Crosscutting Concepts: Privacy and Security; System Relationships; Human–Computer Interaction

Connection Within Framework: 9–12.Algorithms and Programming.Algorithms

There is a wide array of digital data collection tools; however, only some are appropriate for certain types of data. Tools are chosen based upon the type of measurement they use as well as the type of data people wish to observe. Data scientists use the term observation to describe data collection, whether or not a human is involved in the collection.

Crosscutting Concept: Abstraction

Connections Within Framework: 3–5.Algorithms and Programming.Variables; 3–5.Algorithms and Programming.Algorithms

Music, images, video, and text require different amounts of storage. Video will often require more storage than music or images alone because video combines both. For example, two pictures of the same object can require different amounts of storage based upon their resolution. Different software tools used to access and store data may add additional data about the data (metadata), which results in different storage requirements. An image file is a designed representation of a real-world image and can be opened by either an image editor or a text editor, but the text editor does not know how to translate the data into the image. Understanding binary or 8-bit versus 16-bit representations is not expected at this level.

Crosscutting Concept: System Relationships

Connections Within Framework: 3–5.Computing Systems.Hardware and Software; 3–5.Algorithms and Programming.Variables

Data is often sorted or grouped to provide additional clarity. Data points can be clustered by a number of commonalities without a category label. For example, a series of days might be grouped by temperature, air pressure, and humidity and later categorized as fair, mild, or extreme weather. The same data could be manipulated in different ways to emphasize particular aspects or parts of the data set. For example, when working with a data set of popular songs, data could be shown by genre or artist. Simple data visualizations include graphs and charts, infographics, and ratios that represent statistical characteristics of the data.

### Objective 1
Summarize the framework excerpt in two sentences.
The rows that come next have no connection to the framework excerpt.

### Stored rows
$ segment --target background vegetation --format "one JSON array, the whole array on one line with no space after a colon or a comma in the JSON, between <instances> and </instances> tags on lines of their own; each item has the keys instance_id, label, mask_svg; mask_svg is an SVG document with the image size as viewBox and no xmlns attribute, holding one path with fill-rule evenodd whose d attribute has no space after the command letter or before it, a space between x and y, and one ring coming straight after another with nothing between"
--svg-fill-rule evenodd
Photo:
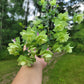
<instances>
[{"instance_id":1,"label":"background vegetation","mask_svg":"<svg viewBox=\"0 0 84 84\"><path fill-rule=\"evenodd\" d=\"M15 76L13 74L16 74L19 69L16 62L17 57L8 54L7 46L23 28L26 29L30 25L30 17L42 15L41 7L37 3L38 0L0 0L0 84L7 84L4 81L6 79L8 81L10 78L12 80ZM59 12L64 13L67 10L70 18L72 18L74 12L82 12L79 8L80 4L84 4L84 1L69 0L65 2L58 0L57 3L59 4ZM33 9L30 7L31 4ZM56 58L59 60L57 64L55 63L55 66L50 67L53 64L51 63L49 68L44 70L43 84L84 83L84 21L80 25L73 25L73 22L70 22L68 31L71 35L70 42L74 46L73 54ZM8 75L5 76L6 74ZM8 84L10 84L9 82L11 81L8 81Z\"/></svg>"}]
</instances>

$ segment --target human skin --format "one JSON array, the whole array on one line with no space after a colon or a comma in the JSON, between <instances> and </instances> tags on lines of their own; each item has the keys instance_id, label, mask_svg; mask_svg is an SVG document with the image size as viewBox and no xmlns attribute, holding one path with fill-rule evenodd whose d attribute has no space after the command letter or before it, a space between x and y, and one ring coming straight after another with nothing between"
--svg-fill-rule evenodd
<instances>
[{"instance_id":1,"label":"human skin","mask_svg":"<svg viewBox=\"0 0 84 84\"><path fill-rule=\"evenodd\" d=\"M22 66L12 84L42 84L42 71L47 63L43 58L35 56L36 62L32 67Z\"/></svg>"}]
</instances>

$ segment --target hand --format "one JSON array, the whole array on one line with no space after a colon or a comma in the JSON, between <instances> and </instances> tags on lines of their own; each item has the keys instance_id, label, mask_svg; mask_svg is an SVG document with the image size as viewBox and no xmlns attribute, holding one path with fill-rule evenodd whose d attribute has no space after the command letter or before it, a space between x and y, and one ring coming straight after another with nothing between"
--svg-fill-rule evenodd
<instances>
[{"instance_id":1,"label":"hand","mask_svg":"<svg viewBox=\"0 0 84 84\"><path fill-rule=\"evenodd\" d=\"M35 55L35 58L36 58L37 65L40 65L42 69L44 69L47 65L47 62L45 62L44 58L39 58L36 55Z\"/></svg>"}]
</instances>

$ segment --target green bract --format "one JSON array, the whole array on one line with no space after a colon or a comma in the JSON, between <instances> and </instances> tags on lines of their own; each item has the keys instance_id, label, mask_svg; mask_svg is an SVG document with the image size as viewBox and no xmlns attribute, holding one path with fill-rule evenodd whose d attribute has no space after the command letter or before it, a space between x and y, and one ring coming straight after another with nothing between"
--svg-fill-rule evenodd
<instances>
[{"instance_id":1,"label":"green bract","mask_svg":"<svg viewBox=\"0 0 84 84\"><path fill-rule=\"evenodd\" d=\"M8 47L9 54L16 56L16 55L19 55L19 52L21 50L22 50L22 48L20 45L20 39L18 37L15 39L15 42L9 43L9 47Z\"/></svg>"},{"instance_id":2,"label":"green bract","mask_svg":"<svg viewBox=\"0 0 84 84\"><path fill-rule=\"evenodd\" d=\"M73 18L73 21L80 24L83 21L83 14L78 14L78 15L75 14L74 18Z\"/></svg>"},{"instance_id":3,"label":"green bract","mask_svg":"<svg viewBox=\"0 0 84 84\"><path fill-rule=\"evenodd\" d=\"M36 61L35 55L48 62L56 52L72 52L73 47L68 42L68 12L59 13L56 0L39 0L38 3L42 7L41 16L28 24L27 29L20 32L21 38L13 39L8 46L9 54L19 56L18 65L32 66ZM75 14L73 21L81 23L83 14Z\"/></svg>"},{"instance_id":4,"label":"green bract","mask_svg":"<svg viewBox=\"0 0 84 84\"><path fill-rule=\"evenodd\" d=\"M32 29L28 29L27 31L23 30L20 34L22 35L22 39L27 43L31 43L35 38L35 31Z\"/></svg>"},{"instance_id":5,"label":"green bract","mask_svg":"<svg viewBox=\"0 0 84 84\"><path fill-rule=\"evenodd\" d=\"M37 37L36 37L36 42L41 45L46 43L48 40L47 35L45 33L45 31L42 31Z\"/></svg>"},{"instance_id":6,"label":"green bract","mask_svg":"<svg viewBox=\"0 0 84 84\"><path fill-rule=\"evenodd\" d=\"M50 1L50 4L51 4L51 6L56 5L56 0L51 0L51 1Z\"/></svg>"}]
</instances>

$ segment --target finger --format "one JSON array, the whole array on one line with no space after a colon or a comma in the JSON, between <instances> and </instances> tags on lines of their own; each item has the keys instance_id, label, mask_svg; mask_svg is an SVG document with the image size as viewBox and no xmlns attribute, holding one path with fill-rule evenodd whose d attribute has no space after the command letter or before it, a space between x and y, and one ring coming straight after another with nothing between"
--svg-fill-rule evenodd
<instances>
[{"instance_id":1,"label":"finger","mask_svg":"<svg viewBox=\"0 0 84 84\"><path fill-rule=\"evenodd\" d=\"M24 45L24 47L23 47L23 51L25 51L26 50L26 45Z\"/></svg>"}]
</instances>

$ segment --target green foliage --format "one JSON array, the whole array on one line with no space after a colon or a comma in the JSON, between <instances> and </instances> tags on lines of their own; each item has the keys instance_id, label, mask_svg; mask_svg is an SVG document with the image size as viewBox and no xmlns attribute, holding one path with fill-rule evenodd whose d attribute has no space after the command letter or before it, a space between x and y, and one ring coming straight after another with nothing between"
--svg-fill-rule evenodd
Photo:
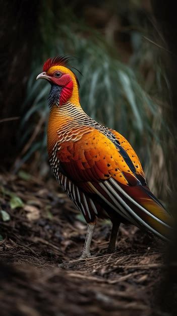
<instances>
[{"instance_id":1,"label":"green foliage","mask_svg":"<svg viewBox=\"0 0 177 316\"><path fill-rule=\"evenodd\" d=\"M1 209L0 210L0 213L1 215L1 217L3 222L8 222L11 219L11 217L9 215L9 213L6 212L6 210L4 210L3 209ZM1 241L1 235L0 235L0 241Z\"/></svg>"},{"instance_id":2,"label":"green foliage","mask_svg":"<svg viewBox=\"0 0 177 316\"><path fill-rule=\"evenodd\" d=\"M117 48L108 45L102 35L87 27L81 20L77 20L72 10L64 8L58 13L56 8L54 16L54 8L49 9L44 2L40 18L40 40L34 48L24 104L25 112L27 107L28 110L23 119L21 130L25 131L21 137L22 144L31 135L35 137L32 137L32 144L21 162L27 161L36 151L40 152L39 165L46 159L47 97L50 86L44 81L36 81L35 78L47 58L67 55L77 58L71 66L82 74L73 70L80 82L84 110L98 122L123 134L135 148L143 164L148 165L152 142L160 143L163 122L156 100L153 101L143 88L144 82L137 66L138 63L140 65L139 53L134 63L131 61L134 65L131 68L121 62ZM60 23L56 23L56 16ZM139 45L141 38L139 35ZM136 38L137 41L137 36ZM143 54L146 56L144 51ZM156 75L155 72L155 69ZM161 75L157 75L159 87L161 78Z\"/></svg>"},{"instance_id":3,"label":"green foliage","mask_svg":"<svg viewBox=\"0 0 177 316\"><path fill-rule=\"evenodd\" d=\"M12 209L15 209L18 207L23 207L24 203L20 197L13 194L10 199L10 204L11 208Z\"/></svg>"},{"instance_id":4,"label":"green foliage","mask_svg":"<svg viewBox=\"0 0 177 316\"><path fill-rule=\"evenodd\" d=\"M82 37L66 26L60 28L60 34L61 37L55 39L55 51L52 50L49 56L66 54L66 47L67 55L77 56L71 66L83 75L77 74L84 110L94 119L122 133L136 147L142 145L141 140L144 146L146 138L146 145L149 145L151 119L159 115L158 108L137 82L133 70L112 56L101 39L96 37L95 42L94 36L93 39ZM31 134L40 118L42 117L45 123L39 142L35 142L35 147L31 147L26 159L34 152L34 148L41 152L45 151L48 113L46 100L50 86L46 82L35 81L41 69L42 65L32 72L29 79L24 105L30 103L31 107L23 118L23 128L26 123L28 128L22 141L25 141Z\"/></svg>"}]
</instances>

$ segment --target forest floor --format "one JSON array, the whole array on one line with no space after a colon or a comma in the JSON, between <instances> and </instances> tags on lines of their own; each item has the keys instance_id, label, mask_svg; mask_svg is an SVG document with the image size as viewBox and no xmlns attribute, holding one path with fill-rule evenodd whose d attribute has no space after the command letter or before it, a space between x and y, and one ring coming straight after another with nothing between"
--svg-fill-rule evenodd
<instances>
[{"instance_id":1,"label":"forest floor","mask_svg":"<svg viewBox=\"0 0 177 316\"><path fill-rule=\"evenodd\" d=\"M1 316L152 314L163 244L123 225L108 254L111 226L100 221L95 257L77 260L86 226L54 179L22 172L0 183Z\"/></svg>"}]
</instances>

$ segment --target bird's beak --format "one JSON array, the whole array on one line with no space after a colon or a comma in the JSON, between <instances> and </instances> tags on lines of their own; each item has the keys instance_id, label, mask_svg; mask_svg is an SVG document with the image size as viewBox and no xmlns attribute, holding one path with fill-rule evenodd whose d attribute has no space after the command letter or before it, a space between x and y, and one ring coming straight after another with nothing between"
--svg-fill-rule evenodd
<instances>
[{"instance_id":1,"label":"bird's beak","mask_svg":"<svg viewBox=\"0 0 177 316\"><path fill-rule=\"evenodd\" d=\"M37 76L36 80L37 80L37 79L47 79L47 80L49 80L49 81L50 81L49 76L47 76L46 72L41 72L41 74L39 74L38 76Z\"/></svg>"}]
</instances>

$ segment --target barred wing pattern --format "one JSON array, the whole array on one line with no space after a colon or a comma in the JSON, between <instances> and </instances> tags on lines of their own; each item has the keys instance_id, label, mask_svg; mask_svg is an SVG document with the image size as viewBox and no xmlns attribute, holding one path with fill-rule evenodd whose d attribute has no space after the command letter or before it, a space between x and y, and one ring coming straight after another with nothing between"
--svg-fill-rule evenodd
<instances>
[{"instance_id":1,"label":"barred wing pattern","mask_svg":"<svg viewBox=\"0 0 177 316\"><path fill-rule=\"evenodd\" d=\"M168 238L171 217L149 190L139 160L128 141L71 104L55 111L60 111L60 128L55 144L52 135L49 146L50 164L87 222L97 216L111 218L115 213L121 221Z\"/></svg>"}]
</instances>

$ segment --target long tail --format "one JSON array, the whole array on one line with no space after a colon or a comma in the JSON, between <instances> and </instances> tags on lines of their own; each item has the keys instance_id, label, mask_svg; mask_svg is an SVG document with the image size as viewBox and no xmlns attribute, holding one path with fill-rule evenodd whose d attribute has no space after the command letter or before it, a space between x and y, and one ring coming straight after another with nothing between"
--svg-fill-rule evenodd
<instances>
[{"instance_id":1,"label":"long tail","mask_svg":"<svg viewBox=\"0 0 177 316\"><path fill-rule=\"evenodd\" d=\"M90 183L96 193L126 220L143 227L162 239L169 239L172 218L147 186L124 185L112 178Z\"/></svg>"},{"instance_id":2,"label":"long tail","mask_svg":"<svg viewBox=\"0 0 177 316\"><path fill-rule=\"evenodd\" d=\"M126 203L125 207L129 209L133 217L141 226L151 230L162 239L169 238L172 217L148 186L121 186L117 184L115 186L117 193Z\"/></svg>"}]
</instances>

...

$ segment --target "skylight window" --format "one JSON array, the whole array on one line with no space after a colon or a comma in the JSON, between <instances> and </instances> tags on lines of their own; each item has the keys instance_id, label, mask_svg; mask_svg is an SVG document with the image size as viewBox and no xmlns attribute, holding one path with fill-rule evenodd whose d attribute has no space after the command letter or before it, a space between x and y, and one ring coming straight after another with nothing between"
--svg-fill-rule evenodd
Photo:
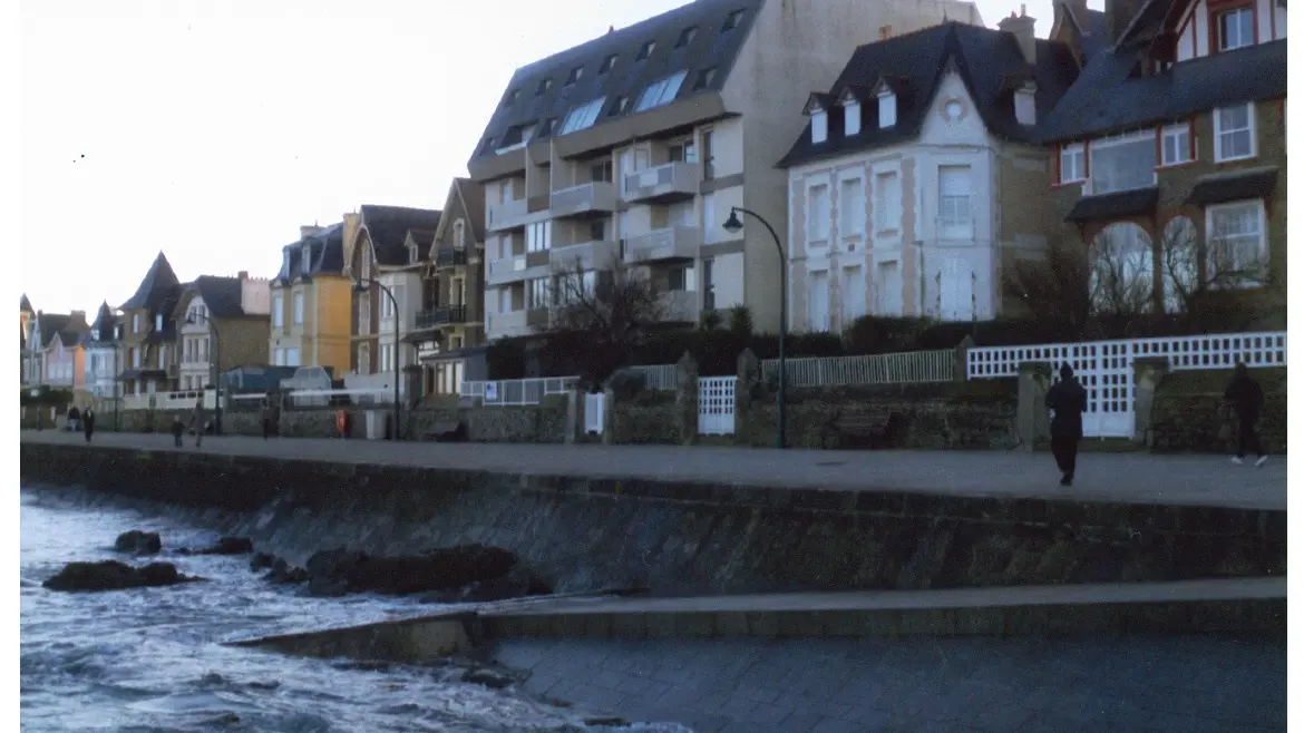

### Objective 2
How many lines in the rows contain the string "vegetation"? Case counts. Reply with the number only.

### Exercise solution 1
Data collection tools are chosen by the type of measurement they use and the type of data people wish to observe, and music, images, video, and text need different amounts of storage. Data is often sorted or grouped for clarity, can be shown in different ways to emphasize parts of a data set, and can be presented through simple visualizations such as graphs, charts, infographics, and ratios.

### Exercise solution 2
2